Given problem: Please repeat verbatim the lines of the records from the line with "Segment the hanging" up to and including the line with "Provide the mask of the hanging leaf.".

======== Extracted material

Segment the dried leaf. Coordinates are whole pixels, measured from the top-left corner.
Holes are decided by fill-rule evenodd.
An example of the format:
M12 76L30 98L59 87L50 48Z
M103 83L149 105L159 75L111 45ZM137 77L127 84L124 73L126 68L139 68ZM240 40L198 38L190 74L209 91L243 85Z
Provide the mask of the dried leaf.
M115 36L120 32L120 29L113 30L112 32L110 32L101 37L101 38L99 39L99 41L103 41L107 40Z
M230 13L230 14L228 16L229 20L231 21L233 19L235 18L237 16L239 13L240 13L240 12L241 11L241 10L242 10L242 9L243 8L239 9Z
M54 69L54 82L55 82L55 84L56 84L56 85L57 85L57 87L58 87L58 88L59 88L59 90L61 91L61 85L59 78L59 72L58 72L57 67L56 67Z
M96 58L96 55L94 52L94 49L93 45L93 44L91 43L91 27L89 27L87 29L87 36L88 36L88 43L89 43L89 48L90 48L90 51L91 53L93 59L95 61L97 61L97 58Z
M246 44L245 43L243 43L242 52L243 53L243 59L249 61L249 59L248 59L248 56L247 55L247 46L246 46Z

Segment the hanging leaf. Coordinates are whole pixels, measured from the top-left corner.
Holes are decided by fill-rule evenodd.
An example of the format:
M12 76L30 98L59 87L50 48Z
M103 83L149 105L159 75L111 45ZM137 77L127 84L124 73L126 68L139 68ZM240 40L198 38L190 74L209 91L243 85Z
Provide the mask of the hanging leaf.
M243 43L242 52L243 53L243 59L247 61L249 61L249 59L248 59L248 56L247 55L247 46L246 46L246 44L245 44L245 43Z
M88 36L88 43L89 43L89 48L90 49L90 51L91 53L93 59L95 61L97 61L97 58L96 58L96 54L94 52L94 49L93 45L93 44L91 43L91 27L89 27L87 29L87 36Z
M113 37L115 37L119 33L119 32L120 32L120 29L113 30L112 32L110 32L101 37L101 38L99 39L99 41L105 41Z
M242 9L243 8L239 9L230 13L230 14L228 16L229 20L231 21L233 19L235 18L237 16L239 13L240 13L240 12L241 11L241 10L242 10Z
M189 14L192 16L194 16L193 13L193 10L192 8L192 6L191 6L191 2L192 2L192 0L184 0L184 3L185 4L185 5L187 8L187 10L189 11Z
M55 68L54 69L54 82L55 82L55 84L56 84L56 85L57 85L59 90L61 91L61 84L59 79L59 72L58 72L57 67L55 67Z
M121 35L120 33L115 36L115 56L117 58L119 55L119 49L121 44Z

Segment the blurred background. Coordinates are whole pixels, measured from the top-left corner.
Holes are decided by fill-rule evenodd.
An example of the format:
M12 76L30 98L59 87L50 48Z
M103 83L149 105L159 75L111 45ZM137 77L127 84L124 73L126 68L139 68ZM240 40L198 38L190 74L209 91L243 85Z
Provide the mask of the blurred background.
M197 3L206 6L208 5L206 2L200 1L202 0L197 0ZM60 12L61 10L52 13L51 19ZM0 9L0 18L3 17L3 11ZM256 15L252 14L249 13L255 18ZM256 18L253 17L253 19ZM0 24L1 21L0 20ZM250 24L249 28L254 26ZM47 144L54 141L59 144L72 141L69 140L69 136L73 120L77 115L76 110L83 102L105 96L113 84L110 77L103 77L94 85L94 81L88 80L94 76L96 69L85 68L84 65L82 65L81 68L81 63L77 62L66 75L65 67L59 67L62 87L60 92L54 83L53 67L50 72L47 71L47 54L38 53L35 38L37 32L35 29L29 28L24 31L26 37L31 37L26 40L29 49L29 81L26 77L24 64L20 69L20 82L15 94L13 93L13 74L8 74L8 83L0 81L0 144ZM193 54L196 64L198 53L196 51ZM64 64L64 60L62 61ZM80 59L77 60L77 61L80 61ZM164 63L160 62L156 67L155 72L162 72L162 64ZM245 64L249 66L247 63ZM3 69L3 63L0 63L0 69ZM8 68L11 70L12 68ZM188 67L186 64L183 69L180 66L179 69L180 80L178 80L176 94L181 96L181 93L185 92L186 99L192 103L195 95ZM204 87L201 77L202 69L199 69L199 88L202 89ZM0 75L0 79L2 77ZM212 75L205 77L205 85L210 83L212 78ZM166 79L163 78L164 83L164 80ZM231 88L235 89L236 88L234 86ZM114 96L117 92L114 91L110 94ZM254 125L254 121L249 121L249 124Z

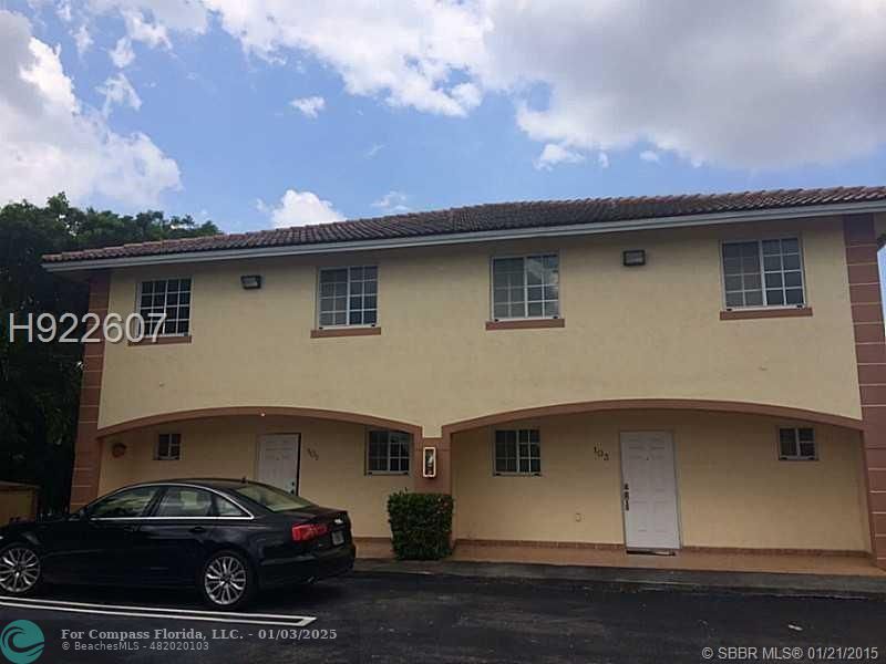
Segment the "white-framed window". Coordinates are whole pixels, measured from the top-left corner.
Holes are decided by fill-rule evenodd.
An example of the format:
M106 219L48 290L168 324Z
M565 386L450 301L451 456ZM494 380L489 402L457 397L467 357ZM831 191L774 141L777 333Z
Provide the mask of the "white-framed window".
M799 238L723 242L722 261L728 309L805 303Z
M560 267L556 253L492 259L493 320L558 318Z
M540 475L542 435L538 429L495 432L495 475Z
M375 266L323 268L318 281L321 328L378 324L379 270Z
M166 314L158 336L184 336L190 333L190 279L155 279L138 284L138 313L145 322L145 335L157 328L157 314ZM152 315L154 314L154 315Z
M367 438L367 474L408 475L412 436L405 432L370 430Z
M182 458L182 434L159 434L154 460L177 461Z
M807 426L779 429L779 459L783 461L814 461L818 458L815 429Z

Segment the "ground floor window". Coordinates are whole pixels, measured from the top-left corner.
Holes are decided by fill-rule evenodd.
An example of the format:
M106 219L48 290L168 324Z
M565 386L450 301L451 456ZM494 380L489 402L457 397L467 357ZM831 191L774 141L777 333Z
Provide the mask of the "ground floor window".
M157 461L177 461L182 458L182 434L161 434L154 459Z
M780 428L779 458L783 461L814 461L817 459L815 430L810 427Z
M542 436L538 429L499 429L495 432L496 475L539 475Z
M367 440L367 473L409 474L412 437L404 432L372 430Z

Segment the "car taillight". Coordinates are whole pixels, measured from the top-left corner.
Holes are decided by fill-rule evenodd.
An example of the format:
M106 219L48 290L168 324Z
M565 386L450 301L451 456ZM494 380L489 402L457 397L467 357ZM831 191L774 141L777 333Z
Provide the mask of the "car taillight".
M326 523L301 523L300 526L292 526L292 541L307 542L327 532L329 532L329 526Z

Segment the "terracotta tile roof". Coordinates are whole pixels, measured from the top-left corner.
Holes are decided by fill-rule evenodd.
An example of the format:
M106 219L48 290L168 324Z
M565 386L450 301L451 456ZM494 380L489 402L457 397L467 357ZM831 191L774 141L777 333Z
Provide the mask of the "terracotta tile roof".
M412 212L371 219L336 221L316 226L296 226L275 230L217 235L182 240L141 242L122 247L103 247L68 251L43 257L45 262L69 262L161 256L193 251L218 251L419 238L446 234L606 224L632 219L651 219L794 208L828 204L886 200L886 187L833 187L828 189L773 189L735 194L694 194L683 196L640 196L630 198L587 198L583 200L540 200L495 203L429 212Z

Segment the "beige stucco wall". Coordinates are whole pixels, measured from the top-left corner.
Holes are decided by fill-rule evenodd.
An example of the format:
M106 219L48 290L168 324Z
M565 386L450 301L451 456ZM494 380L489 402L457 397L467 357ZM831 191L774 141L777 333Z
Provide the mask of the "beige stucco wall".
M683 546L868 550L858 434L815 426L820 460L777 460L777 427L797 424L678 412L514 423L540 428L540 477L494 476L492 430L456 434L454 535L624 543L619 432L647 429L673 435Z
M37 489L0 490L0 526L12 519L34 518L34 491Z
M182 434L182 459L154 460L161 432ZM103 445L100 494L135 481L182 477L246 477L257 469L262 434L301 434L299 494L309 500L347 509L358 537L390 537L387 501L412 486L402 475L364 474L365 428L360 425L288 417L202 419L117 435ZM119 458L115 443L126 445Z
M720 321L723 239L799 234L812 318ZM645 248L626 269L621 250ZM559 251L565 329L486 331L490 257ZM379 336L310 339L319 264L379 266ZM261 273L258 291L239 276ZM552 238L115 270L193 278L193 343L109 344L100 426L175 411L297 406L424 427L612 398L745 401L859 417L841 220ZM826 352L825 352L826 351Z

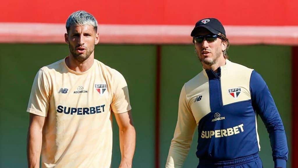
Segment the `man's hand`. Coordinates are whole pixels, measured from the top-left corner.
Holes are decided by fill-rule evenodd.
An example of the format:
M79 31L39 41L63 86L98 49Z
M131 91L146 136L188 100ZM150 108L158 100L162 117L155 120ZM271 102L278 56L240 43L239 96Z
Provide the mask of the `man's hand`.
M136 146L136 131L130 111L114 113L119 127L121 162L119 168L131 168Z

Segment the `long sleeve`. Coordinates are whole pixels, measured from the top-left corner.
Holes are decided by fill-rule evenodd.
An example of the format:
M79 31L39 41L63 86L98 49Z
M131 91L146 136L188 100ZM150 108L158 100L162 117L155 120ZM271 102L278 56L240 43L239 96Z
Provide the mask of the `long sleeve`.
M178 119L169 151L166 168L182 167L190 148L196 126L195 120L187 104L184 85L179 98Z
M253 106L269 134L274 167L285 168L288 150L281 118L268 87L261 75L252 73L250 90Z

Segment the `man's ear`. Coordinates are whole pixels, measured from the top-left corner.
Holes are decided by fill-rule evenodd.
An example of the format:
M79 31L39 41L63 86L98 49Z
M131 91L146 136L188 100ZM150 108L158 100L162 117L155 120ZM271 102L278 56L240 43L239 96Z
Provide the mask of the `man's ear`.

================

Expected answer:
Segment the hanging leaf. Coordinates are whole pixels, measured from the top-left corner.
Holes are decided by fill-rule evenodd.
An example of the format:
M12 76L30 98L59 87L50 48Z
M103 83L149 105L159 75L111 45ZM137 77L127 84L124 73L126 68L139 68ZM240 40L198 38L190 74L209 91L243 85Z
Provide the mask of the hanging leaf.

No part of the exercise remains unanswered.